>> Begin

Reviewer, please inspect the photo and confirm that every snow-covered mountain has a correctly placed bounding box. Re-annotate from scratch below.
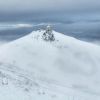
[0,31,100,100]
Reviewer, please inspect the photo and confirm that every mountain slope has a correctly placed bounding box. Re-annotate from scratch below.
[0,31,100,100]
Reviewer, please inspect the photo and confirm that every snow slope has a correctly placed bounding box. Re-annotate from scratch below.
[0,31,100,100]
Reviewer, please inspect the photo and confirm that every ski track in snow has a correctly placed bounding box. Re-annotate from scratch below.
[0,30,100,100]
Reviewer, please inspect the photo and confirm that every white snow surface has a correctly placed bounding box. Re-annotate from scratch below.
[0,31,100,100]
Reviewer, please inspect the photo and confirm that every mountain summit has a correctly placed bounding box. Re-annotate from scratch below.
[0,30,100,100]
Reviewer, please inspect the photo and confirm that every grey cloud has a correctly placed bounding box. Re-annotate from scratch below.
[0,0,100,12]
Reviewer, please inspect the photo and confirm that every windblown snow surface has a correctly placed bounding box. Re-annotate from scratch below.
[0,31,100,100]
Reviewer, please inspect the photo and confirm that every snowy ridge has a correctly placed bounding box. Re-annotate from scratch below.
[0,31,100,100]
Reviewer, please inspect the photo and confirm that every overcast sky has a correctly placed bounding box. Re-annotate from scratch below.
[0,0,100,12]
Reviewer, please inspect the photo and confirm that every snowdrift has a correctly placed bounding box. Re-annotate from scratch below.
[0,31,100,100]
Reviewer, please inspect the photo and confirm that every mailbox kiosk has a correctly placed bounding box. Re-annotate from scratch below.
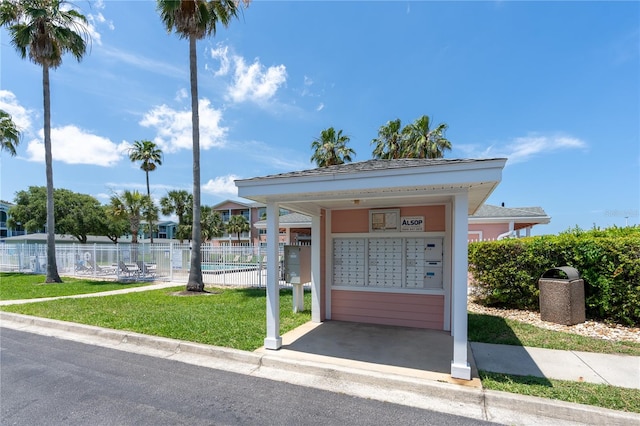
[284,246,311,312]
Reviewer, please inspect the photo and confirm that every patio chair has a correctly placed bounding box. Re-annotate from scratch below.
[136,260,156,277]
[118,260,140,278]
[75,260,93,274]
[85,260,117,275]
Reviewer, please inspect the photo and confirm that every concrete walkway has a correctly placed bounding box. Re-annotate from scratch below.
[471,342,640,389]
[0,283,640,425]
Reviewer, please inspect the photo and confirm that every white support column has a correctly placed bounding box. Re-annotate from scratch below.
[264,203,282,349]
[311,215,322,322]
[451,193,471,380]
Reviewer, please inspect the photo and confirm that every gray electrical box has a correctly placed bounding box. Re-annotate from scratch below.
[284,246,311,284]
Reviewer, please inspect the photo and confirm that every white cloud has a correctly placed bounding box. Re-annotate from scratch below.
[27,125,129,167]
[101,46,188,78]
[0,90,33,134]
[207,43,288,105]
[228,56,287,104]
[201,175,239,196]
[454,133,587,165]
[140,99,228,153]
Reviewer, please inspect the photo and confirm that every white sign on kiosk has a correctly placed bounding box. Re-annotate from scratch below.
[400,216,424,232]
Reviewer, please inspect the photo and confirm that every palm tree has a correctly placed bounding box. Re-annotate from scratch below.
[129,140,162,244]
[110,191,157,244]
[371,118,403,160]
[0,109,20,157]
[157,0,250,291]
[402,115,451,158]
[160,189,193,242]
[225,214,251,245]
[0,0,89,283]
[311,127,356,167]
[202,206,225,241]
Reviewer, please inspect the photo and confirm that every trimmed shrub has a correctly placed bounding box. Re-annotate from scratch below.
[469,227,640,325]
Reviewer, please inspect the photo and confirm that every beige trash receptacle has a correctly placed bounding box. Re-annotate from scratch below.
[538,266,585,325]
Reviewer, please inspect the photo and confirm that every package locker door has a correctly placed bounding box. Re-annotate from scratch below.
[333,238,365,286]
[368,238,402,287]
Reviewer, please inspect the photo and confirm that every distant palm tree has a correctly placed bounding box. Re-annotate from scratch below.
[371,118,403,160]
[311,127,356,167]
[202,206,225,241]
[110,191,157,244]
[0,0,89,283]
[129,140,162,244]
[160,189,193,242]
[225,214,251,245]
[402,115,451,158]
[157,0,249,291]
[0,109,20,157]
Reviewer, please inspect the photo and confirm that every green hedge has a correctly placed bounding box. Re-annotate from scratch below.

>> End

**EXERCISE DETAILS**
Can you repeat every row above word for word, leaving the pictures out?

**TASK RESULT**
Reviewer, please inspect the photo and confirm that every snow-covered mountain has a correctly placed bounding box. Re-annotate from scratch below.
[0,31,100,100]
Reviewer, please inspect the photo and confirm that every mountain slope has a correctly placed bounding box. Re-annotate from scratch below.
[0,31,100,100]
Reviewer, please inspect the photo and confirm that every snow slope has a correctly placed bounding box. Re-annotate from scratch below.
[0,31,100,100]
Reviewer, please inspect the photo and confirm that every ski track in snow has a correctly placed bounding box. Re-annotate from scratch below.
[0,30,100,100]
Reviewer, please inspect the photo and confirm that every white snow surface has a correctly placed bounding box. Re-annotate from scratch below.
[0,31,100,100]
Reviewer, please inspect the photo and confirm that every mountain summit has a correctly placed bounding box. Re-annotate from scratch below.
[0,30,100,100]
Reviewer, please inspect the photo and confirm that every grey cloud has a correctly placed bounding box. Re-annotate from scratch below.
[0,0,100,12]
Reviewer, please inspect the photo and confirm that every windblown snow surface has a correctly placed bounding box. Re-annotate from scratch below.
[0,31,100,100]
Reviewer, please inspect the photo and confirm that every snowy ridge has a correctly placed bounding box. Re-annotate from scratch below.
[0,31,100,100]
Reviewer, please inspect the photo and confirm that every overcast sky has a correctly placed bounding box. Re-annotate from scratch below.
[0,0,100,12]
Reviewer, please inspect the photo and confirm that every snowdrift has a correctly placed bounding box. Re-annotate from scratch below.
[0,31,100,100]
Reviewer, please inspect the photo and confirm that every mailbox kiosk has a correctly placed bounding box. Re-annotate from scratch below.
[284,246,311,312]
Reviewer, please inspect the photo and confirm that every patio chair has a correctly placed bounding box. Re-annotate from scratch below.
[136,260,156,277]
[118,260,140,278]
[75,260,93,274]
[85,260,117,275]
Reviewer, please inspect the photo and confirm that every concrete walkway has a correctly placed bounding box. Re-annotate from scratch below.
[471,342,640,389]
[0,283,640,425]
Reviewer, please inspect the photo and confirm that every white support column has a correctly placed bounding box. Re-annotate from scratch below.
[264,203,282,349]
[311,215,322,322]
[451,193,471,380]
Reviewer, please inspect the photo and confirm that every gray electrical box has a correctly placed bounding box. Re-annotate from scratch below.
[284,246,311,284]
Reviewer, please inspect the photo and confirm that every white cloud has a correctly placed bounding box. Re-annotate from scratch below.
[27,125,129,167]
[101,46,188,78]
[0,90,33,134]
[207,43,288,105]
[228,56,287,104]
[201,175,239,196]
[454,133,587,165]
[140,99,228,153]
Reviewer, please inspect the photo and confirm that every white sign on kiosk has a correctly placed bounding box. Re-annotate from scratch below.
[400,216,424,232]
Reviewer, please inspect the photo and confirm that every palm tree has a correctly placed bounding box. Re-annotate from scratch below.
[129,140,162,244]
[110,191,157,244]
[371,118,403,160]
[0,109,20,157]
[157,0,250,291]
[402,115,451,158]
[160,189,193,242]
[225,214,251,245]
[0,0,89,283]
[311,127,356,167]
[202,206,225,241]
Reviewer, please inspect the photo and confirm that every trimmed shrub has a correctly placed bounding box. Re-annotate from scratch below.
[469,227,640,325]
Reviewer, please inspect the photo and confirm that every beige trash receptacle has a correctly placed bounding box. Re-annotate from scratch below.
[538,266,585,325]
Reviewer, please inspect the photo and confirm that every package locker door has a correctly placed bounding box. Re-annotate from scratch below.
[333,238,365,286]
[368,238,402,287]
Reviewer, please inspect the photo and confirm that every distant palm tree has a correctly placed bounding box. Re-annotate from scratch below.
[371,118,403,160]
[311,127,356,167]
[202,206,225,241]
[110,191,157,244]
[0,0,89,283]
[129,140,162,244]
[160,189,193,242]
[225,214,251,245]
[402,115,451,158]
[157,0,249,291]
[0,109,20,157]
Reviewer, please inspect the photo and confirm that every green hedge has a correctly placed bounding box. Re-annotate from scratch below.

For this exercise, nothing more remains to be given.